[START Extracted entries]

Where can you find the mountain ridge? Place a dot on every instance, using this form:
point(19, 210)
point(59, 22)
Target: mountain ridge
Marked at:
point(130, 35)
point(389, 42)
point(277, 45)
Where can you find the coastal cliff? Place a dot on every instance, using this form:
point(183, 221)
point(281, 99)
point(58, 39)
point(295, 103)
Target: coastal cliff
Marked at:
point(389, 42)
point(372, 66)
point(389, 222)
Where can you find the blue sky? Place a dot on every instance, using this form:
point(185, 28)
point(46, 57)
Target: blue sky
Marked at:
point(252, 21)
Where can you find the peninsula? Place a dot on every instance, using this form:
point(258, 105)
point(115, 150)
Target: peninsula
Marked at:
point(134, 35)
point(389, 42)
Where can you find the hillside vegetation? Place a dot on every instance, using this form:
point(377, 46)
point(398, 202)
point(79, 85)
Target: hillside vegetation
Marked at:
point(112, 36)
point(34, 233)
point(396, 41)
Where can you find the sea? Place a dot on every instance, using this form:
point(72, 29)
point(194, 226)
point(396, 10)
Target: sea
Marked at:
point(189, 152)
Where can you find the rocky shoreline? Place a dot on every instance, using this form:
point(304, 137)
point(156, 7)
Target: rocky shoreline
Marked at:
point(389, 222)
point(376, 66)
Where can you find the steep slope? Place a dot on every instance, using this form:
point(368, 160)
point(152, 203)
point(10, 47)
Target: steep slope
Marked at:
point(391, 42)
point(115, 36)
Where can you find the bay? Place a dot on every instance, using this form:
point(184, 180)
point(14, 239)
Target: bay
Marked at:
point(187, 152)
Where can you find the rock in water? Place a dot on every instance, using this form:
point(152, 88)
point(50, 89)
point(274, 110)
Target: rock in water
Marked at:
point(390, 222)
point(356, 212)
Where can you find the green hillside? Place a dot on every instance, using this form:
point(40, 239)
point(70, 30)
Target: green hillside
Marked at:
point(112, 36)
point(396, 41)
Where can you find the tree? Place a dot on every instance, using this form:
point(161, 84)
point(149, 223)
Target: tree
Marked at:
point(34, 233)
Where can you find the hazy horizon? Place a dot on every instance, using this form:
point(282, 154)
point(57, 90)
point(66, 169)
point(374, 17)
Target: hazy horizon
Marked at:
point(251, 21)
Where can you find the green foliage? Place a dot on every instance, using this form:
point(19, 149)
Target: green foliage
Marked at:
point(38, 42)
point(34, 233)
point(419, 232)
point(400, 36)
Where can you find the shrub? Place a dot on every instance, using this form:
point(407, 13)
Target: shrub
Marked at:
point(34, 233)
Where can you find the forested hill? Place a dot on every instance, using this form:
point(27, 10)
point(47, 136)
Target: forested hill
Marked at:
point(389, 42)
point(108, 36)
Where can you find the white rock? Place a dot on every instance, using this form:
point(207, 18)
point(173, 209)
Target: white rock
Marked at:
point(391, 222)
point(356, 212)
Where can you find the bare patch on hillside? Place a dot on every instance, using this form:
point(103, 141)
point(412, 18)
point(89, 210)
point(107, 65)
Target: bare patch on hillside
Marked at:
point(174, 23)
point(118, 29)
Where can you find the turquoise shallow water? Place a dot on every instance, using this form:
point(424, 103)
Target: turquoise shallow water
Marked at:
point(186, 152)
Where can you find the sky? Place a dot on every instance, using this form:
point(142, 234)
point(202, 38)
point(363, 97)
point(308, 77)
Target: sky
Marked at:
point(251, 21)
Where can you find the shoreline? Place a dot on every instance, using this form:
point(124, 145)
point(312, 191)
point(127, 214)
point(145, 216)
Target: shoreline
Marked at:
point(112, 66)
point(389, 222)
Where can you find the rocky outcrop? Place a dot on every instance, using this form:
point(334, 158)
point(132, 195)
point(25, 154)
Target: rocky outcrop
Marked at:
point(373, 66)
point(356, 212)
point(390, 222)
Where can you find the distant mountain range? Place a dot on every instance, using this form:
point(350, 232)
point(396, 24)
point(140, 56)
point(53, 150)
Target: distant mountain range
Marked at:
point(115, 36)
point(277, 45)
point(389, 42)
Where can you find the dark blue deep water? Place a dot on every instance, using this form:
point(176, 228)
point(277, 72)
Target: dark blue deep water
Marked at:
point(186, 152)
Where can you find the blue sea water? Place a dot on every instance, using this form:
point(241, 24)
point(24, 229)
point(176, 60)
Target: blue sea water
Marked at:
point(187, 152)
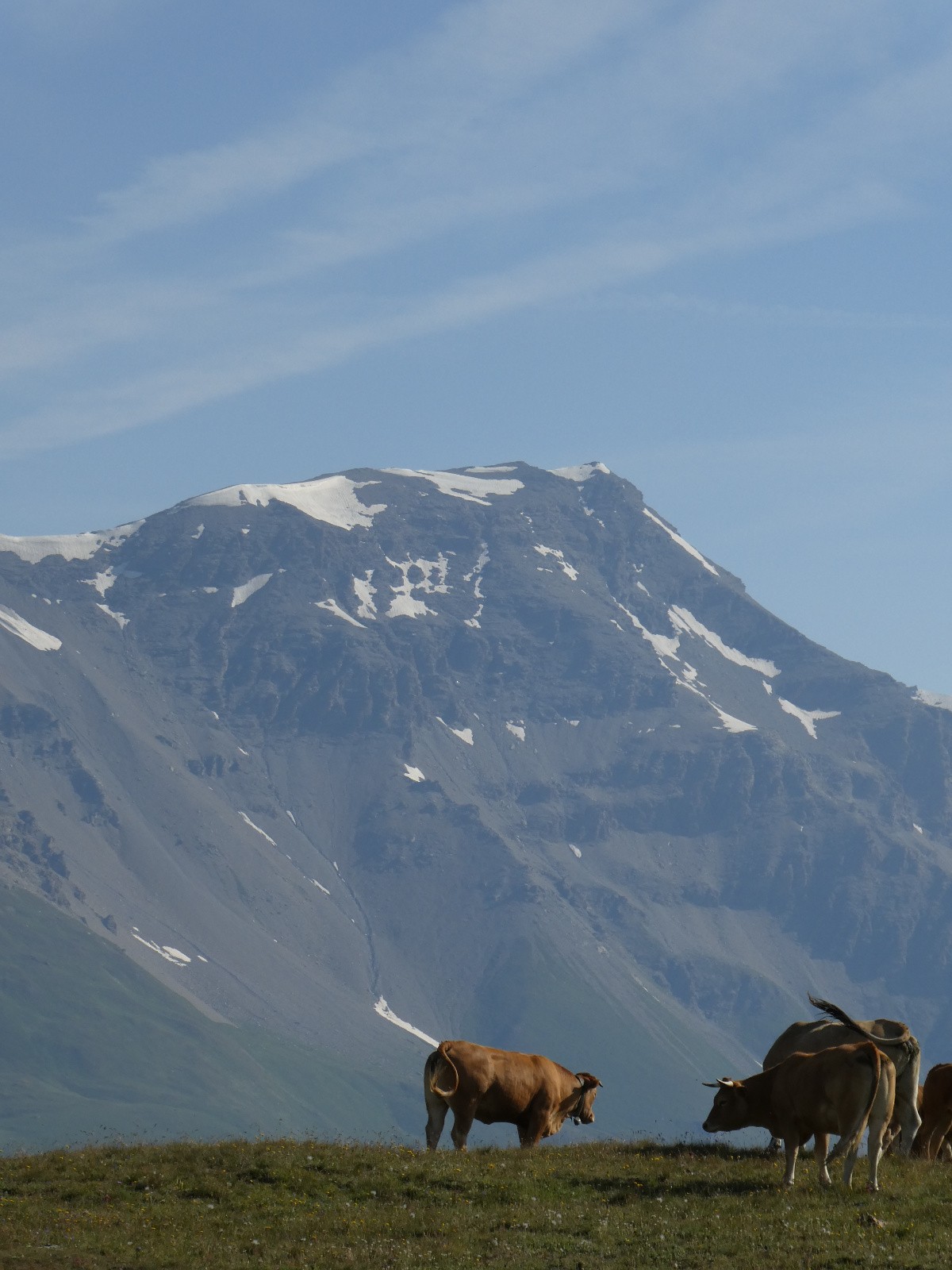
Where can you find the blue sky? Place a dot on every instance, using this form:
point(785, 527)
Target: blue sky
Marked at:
point(704, 241)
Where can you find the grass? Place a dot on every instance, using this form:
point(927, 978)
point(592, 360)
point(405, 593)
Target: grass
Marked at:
point(298, 1204)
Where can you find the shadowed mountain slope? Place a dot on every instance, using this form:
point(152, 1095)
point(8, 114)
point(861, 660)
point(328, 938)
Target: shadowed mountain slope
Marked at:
point(494, 747)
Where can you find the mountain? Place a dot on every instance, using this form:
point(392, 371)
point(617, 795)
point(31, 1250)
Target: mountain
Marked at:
point(296, 778)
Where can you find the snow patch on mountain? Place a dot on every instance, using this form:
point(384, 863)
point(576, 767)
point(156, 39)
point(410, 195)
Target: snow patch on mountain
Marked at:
point(332, 606)
point(569, 571)
point(102, 581)
point(386, 1013)
point(471, 489)
point(431, 579)
point(685, 622)
point(175, 956)
point(664, 645)
point(582, 473)
point(70, 546)
point(682, 543)
point(465, 734)
point(933, 698)
point(121, 619)
point(251, 823)
point(365, 592)
point(241, 594)
point(330, 499)
point(27, 632)
point(809, 718)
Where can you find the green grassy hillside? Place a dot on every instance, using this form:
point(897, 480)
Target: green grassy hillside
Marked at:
point(93, 1048)
point(292, 1204)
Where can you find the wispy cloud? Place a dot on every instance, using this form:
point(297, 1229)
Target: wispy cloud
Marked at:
point(522, 152)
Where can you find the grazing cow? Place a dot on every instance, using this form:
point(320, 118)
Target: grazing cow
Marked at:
point(892, 1039)
point(838, 1090)
point(937, 1113)
point(892, 1138)
point(495, 1085)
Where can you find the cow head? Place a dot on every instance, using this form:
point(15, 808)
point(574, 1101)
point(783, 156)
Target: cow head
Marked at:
point(730, 1106)
point(588, 1087)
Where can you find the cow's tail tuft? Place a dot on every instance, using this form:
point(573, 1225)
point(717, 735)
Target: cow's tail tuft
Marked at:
point(441, 1058)
point(843, 1018)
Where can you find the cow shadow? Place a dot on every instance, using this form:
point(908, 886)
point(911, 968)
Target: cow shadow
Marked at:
point(612, 1191)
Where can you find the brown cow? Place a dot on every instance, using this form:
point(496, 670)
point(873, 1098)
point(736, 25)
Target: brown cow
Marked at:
point(839, 1090)
point(497, 1085)
point(892, 1038)
point(937, 1113)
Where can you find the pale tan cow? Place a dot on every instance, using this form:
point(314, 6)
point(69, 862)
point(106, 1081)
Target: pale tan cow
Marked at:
point(501, 1086)
point(838, 1029)
point(839, 1090)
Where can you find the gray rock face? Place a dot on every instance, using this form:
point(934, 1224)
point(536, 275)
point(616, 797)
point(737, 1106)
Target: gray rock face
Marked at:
point(497, 747)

[END Extracted entries]

◆ **Your goal**:
Copy the rows from the line containing "Where can you find the gray" through the last row, requests included, and offset every coordinate in the marked points by -133. Leave the requests and their sample points unchanged.

◆ **Output for this task**:
Where can you find the gray rock face? Place a dot on every instance, using this form:
point(934, 1224)
point(536, 275)
point(616, 797)
point(737, 1106)
Target: gray rock face
Marked at:
point(364, 614)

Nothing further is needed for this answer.